- Problem -
Rewrite the entries beginning at the line that contains "Can you confirm whether any pale" and continuing through the end of the entries, replacing "mark its position" with "indicate its location" and leaving everything else unchanged. Omit the pictures from your answer.

- Source records -
※

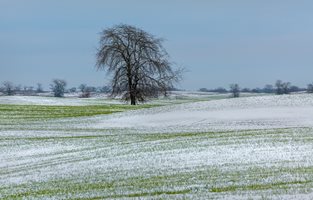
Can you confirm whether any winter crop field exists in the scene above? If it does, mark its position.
[0,92,313,199]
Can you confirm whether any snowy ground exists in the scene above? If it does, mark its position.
[0,93,313,199]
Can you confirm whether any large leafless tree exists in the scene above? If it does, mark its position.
[96,25,181,105]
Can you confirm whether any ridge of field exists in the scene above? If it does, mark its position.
[0,94,313,199]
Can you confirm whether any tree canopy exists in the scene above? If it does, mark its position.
[96,24,181,105]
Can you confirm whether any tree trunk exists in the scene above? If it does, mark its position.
[130,93,136,105]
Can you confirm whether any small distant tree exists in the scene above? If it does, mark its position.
[283,82,291,94]
[241,88,251,93]
[263,84,275,93]
[3,81,14,96]
[69,87,76,92]
[50,79,66,97]
[307,83,313,93]
[275,80,284,95]
[230,84,240,98]
[199,88,209,92]
[36,83,43,93]
[97,86,111,93]
[275,80,291,95]
[78,84,87,92]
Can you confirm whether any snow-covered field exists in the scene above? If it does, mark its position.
[0,92,313,199]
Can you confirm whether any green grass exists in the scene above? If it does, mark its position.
[0,104,158,125]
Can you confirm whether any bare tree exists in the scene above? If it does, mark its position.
[36,83,43,93]
[230,84,240,98]
[78,84,87,92]
[3,81,14,96]
[50,79,66,97]
[275,80,291,94]
[96,25,182,105]
[307,83,313,93]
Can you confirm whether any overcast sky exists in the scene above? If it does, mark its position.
[0,0,313,89]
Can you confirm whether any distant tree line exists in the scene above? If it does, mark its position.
[0,79,110,98]
[199,80,313,97]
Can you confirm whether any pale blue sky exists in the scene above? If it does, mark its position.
[0,0,313,89]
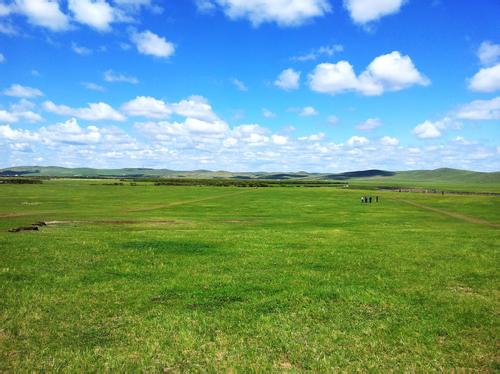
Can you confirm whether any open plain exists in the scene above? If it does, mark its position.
[0,179,500,372]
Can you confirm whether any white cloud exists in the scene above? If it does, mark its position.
[0,99,42,123]
[104,70,139,84]
[135,118,229,142]
[455,97,500,120]
[82,82,105,92]
[291,44,344,62]
[262,108,276,118]
[344,0,406,24]
[15,0,69,31]
[380,136,399,147]
[122,96,172,118]
[71,42,92,56]
[0,110,17,123]
[171,95,218,121]
[299,132,325,142]
[356,118,382,131]
[413,121,442,139]
[326,116,339,126]
[309,51,430,96]
[346,136,370,147]
[469,64,500,92]
[0,125,40,142]
[3,84,43,97]
[131,30,175,58]
[309,61,358,95]
[231,78,248,92]
[197,0,331,26]
[477,41,500,66]
[271,135,288,145]
[68,0,115,31]
[122,95,219,122]
[43,101,126,121]
[274,68,301,91]
[0,3,12,17]
[299,106,319,117]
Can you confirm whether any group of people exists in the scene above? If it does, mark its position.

※

- Complete answer -
Can you confirm whether any pale blue sky exists in the scene above? If it does, indicate its location.
[0,0,313,89]
Can you confirm whether any open plain exists in the scene above? If it does, indicate its location.
[0,179,500,372]
Can you confirm whether any white cloud exists in the scene above? If it does, indicate its location.
[0,99,42,123]
[104,70,139,84]
[135,118,229,142]
[455,97,500,120]
[82,82,105,92]
[291,44,344,62]
[262,108,276,118]
[344,0,406,24]
[15,0,69,31]
[380,136,399,147]
[122,96,172,118]
[71,42,92,56]
[0,110,17,123]
[171,95,218,121]
[299,132,325,142]
[356,118,382,131]
[413,121,442,139]
[326,116,339,126]
[309,51,430,96]
[346,136,370,147]
[469,64,500,92]
[0,125,40,142]
[3,84,43,97]
[131,30,175,58]
[309,61,358,95]
[231,78,248,92]
[197,0,331,26]
[477,41,500,66]
[271,135,288,145]
[68,0,115,31]
[122,95,219,122]
[43,101,126,121]
[274,68,301,91]
[0,3,12,17]
[299,106,319,117]
Can you confirm whether any group of people exists in the scene above? If it does, indicate its location.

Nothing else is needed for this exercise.